● PASSAGE SHOWN

1935 film by Charles Lamont

The Girl Who Came Back is a 1935 American crime film directed by Charles Lamont and starring Shirley Grey, Sidney Blackmer, and Noel Madison.

==Plot==
New York City jewel thief Gilda Gillespie is determined to go straight, much against the wishes of her male gang who bully and goad her by calling her a coward into doing one last robbery. She sets up the robbery, but returns the jewels to the victim, then heads to Hollywood where she becomes a bank president's secretary with the president eyeing her romantically.

Her gang tracks her down and coerces her to use her position to facilitate a bank robbery.

==Cast==
- Shirley Grey as Gilda Gillespie aka Mary Brown
- Sidney Blackmer as Bill Rhodes
- Noel Madison as Brewster
- Matthew Betz as Smoky
- Torben Meyer as Zarabella
- May Beatty as Aunty
- Frank LaRue as Detective Burke
- Ida Darling as Mrs. Rhodes
- Robert Adair as Charles Matthews
- Edward Martindel as Chester Madison
- John Dilson as Wadsworth

==Bibliography==
- Michael R. Pitts. Poverty Row Studios, 1929–1940: An Illustrated History of 55 Independent Film Companies, with a Filmography for Each. McFarland & Company, 2005.

● GIVEN INFORMATION
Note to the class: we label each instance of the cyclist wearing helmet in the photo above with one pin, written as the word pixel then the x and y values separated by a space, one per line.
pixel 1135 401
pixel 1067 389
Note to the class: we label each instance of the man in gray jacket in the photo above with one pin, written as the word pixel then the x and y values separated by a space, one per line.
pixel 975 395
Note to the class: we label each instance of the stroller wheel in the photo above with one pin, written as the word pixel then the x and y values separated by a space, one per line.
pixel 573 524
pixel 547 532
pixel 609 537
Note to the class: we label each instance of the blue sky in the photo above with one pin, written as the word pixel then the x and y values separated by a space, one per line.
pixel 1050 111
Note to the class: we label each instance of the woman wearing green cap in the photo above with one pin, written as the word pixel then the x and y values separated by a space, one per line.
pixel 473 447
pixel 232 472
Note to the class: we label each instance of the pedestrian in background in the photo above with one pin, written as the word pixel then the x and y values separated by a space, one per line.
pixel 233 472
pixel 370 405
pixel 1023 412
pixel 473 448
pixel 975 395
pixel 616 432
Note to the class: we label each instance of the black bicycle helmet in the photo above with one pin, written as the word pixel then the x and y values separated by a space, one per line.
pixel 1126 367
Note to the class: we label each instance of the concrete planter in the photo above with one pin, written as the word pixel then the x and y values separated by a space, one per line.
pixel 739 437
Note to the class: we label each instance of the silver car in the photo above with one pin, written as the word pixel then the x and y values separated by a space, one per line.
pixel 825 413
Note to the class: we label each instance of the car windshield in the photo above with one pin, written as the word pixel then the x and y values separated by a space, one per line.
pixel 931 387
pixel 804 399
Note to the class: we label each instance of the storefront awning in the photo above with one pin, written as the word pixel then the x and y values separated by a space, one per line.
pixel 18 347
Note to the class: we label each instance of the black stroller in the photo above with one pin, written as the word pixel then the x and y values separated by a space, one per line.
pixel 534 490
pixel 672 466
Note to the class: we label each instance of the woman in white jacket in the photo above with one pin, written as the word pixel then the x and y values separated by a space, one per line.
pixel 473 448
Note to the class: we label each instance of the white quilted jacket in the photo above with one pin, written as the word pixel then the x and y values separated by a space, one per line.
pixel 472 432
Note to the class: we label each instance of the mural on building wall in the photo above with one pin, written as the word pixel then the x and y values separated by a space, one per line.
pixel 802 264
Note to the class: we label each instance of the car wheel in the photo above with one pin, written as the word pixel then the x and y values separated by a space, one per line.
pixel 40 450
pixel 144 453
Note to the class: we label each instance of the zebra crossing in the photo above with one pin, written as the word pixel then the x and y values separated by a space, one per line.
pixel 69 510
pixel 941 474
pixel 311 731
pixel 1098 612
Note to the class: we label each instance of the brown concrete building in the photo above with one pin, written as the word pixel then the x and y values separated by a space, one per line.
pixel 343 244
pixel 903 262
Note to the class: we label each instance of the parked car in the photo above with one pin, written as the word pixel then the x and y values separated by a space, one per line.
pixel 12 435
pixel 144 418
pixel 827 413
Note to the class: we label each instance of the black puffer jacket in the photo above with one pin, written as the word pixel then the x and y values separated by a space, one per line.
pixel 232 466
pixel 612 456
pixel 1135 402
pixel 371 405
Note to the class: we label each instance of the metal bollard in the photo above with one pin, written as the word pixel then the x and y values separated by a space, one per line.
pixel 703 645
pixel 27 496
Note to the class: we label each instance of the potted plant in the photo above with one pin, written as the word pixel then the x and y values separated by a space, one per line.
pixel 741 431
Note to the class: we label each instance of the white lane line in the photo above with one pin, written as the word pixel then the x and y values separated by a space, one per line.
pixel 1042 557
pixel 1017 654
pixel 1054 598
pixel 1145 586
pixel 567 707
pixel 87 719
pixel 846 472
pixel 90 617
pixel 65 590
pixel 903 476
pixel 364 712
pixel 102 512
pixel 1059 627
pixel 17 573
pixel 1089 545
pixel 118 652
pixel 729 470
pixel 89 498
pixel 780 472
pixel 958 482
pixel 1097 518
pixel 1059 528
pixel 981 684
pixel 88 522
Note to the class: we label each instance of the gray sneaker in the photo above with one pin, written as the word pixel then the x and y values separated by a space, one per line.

● PROBLEM DETAILS
Transcribe the part of the film article above starting with "The Girl Who" and going on through "a bank robbery.".

● TASK SOLUTION
The Girl Who Came Back is a 1935 American crime film directed by Charles Lamont and starring Shirley Grey, Sidney Blackmer, and Noel Madison.

==Plot==
New York City jewel thief Gilda Gillespie is determined to go straight, much against the wishes of her male gang who bully and goad her by calling her a coward into doing one last robbery. She sets up the robbery, but returns the jewels to the victim, then heads to Hollywood where she becomes a bank president's secretary with the president eyeing her romantically.

Her gang tracks her down and coerces her to use her position to facilitate a bank robbery.